[Data for this task start]

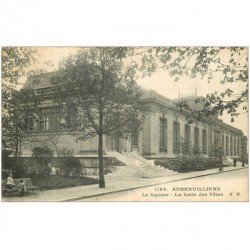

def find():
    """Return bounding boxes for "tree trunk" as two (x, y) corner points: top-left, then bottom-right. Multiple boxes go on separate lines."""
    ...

(98, 134), (105, 188)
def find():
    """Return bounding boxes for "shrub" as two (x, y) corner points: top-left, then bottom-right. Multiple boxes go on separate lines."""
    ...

(32, 146), (53, 175)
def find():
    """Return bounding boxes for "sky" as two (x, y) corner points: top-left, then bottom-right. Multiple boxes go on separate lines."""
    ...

(24, 47), (248, 136)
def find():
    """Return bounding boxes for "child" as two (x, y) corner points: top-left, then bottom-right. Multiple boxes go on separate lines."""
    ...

(6, 174), (15, 189)
(18, 180), (26, 196)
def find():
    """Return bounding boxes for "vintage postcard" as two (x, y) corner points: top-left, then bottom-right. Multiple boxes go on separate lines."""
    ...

(1, 46), (249, 202)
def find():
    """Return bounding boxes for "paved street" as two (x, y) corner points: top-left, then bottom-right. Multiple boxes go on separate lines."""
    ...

(82, 168), (248, 201)
(2, 166), (248, 202)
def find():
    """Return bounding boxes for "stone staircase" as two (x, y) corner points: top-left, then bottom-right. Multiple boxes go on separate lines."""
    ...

(106, 151), (176, 178)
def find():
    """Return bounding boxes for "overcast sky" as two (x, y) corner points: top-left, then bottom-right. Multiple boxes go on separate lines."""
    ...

(25, 47), (248, 136)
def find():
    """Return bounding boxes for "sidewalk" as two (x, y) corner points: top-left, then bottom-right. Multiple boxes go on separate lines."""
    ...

(2, 165), (248, 202)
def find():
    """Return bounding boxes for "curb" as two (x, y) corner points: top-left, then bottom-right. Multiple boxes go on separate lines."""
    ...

(60, 167), (247, 202)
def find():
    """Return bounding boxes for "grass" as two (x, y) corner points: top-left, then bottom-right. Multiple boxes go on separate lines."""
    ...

(27, 175), (99, 190)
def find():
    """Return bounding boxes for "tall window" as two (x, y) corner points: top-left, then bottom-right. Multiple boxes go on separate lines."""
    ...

(234, 137), (236, 155)
(185, 124), (190, 141)
(37, 108), (59, 131)
(226, 135), (229, 155)
(194, 127), (199, 147)
(202, 129), (207, 154)
(237, 138), (240, 156)
(230, 136), (233, 155)
(173, 122), (180, 154)
(131, 130), (139, 147)
(160, 118), (167, 153)
(214, 130), (220, 148)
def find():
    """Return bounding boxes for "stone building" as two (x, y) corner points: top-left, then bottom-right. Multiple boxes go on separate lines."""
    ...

(21, 74), (246, 176)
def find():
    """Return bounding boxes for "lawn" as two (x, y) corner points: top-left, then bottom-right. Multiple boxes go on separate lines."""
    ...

(27, 175), (98, 190)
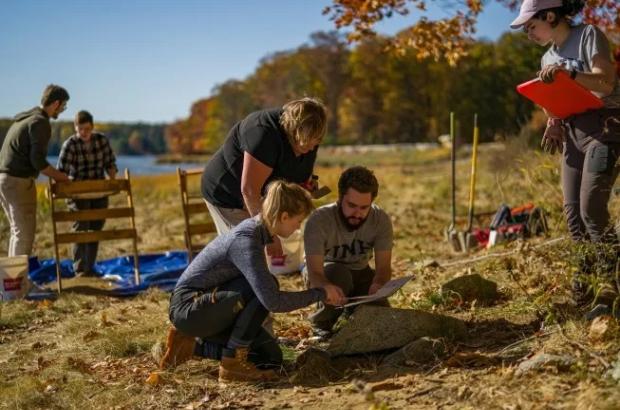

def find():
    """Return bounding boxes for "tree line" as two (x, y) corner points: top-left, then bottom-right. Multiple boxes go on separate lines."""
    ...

(166, 32), (544, 154)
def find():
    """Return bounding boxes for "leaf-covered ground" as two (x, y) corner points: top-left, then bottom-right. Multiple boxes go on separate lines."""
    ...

(0, 144), (620, 409)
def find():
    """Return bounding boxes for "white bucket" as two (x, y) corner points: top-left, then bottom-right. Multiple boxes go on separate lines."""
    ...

(267, 229), (304, 275)
(0, 255), (31, 301)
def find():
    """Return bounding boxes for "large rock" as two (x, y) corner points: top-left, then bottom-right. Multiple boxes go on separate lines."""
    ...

(441, 273), (499, 305)
(327, 305), (467, 356)
(381, 337), (446, 367)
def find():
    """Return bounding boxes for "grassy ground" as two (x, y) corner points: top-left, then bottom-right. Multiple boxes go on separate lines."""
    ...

(0, 143), (620, 409)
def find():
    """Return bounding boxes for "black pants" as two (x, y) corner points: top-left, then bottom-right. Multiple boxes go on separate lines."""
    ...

(562, 108), (620, 243)
(170, 276), (282, 366)
(67, 197), (108, 273)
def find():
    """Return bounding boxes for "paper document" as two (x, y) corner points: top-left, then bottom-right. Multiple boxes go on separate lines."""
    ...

(342, 275), (414, 308)
(310, 185), (332, 199)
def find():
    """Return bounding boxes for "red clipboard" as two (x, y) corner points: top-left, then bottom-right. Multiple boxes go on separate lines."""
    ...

(517, 71), (603, 118)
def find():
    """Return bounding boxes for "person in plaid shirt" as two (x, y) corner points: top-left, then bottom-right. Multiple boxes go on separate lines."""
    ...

(58, 111), (118, 276)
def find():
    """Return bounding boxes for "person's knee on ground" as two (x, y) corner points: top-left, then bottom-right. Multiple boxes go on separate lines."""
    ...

(248, 329), (284, 369)
(309, 263), (354, 336)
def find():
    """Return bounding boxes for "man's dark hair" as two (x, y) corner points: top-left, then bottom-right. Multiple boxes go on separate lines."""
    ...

(338, 166), (379, 199)
(532, 0), (585, 27)
(75, 110), (94, 125)
(41, 84), (69, 107)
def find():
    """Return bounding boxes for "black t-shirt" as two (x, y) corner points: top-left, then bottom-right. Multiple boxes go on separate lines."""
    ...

(201, 108), (318, 209)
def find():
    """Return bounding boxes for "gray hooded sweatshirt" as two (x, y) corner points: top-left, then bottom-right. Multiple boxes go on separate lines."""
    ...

(0, 107), (52, 178)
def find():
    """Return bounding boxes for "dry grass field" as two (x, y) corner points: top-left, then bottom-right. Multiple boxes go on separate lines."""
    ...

(0, 143), (620, 409)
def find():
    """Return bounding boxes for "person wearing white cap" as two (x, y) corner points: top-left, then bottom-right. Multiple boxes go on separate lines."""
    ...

(510, 0), (620, 302)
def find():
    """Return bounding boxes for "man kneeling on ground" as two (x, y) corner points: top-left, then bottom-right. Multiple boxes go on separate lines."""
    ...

(304, 166), (392, 336)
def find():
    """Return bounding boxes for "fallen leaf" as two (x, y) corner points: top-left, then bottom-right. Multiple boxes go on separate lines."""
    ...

(588, 316), (612, 342)
(146, 372), (162, 386)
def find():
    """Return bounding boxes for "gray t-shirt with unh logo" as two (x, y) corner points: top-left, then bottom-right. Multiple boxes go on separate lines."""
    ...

(304, 203), (393, 270)
(541, 24), (620, 108)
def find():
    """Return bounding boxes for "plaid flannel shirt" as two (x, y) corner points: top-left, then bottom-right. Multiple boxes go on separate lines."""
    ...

(58, 132), (118, 181)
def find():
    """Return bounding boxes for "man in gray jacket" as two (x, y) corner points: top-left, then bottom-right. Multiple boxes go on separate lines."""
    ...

(0, 84), (69, 256)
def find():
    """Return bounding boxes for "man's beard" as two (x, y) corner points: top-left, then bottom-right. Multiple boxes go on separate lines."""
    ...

(338, 202), (370, 232)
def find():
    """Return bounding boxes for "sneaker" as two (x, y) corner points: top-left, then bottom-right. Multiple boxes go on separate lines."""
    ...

(219, 347), (278, 382)
(159, 326), (196, 369)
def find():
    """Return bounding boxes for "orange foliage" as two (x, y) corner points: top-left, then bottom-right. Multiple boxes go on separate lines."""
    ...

(323, 0), (620, 65)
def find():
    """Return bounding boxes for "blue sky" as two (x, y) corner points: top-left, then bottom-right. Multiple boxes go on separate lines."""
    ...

(0, 0), (516, 122)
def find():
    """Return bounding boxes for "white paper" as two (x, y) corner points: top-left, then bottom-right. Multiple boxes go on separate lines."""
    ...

(342, 275), (413, 308)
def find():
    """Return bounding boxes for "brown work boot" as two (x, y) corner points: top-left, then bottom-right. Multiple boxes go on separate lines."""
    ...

(159, 326), (196, 369)
(219, 347), (278, 382)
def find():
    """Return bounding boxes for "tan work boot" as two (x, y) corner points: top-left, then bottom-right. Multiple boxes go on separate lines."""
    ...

(219, 347), (278, 382)
(159, 326), (196, 369)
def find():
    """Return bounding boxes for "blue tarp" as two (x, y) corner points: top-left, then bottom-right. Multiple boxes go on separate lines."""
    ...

(29, 251), (187, 298)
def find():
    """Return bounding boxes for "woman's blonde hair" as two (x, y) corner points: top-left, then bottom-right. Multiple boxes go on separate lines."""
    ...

(280, 97), (327, 146)
(261, 181), (314, 230)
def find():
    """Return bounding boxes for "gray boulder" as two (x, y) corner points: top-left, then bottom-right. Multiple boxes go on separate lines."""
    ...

(327, 305), (467, 357)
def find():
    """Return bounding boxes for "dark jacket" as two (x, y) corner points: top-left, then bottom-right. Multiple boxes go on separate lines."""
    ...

(0, 107), (52, 178)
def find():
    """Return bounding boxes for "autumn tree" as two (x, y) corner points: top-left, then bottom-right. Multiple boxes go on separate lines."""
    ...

(324, 0), (620, 65)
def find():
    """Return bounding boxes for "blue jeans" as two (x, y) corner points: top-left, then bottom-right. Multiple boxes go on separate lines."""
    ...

(169, 276), (282, 366)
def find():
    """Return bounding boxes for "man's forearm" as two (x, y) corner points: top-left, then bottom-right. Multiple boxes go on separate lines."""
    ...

(372, 269), (392, 286)
(308, 270), (331, 288)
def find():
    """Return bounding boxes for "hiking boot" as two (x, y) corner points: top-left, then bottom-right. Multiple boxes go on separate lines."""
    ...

(159, 326), (196, 369)
(219, 347), (278, 382)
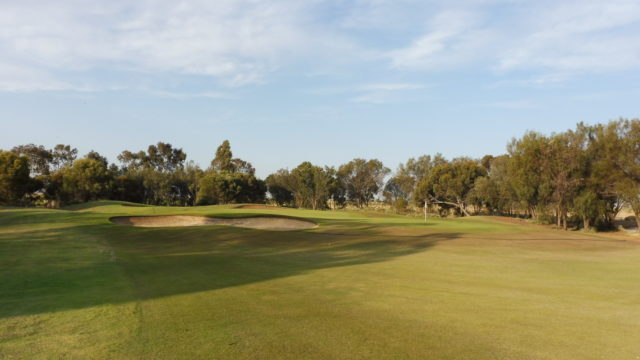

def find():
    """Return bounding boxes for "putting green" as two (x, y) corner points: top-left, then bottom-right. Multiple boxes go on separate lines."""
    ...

(109, 215), (318, 231)
(0, 202), (640, 359)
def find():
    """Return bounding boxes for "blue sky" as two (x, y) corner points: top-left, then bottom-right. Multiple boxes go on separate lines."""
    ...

(0, 0), (640, 176)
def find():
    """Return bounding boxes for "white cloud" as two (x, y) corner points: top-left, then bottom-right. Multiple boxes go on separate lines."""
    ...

(149, 91), (235, 99)
(388, 11), (476, 68)
(0, 0), (360, 89)
(351, 83), (427, 104)
(499, 0), (640, 72)
(0, 0), (640, 91)
(485, 100), (538, 110)
(358, 83), (426, 91)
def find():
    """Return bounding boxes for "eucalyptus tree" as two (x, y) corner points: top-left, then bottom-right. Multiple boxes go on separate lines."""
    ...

[Data for this task end]

▶ [Written problem]
From the data above, extract each line that contains the string "jacket".

▶ [Solution below]
    """Return bounding boxes for "man in gray jacket" as two (x, y) corner points: top-left, then bottom-right. Multiple boxes go on separate lines."""
    """Return bounding boxes for "dark jacket" as two (x, y) corner points: top-left, then bottom-right. Multiple boxes go on separate lines."""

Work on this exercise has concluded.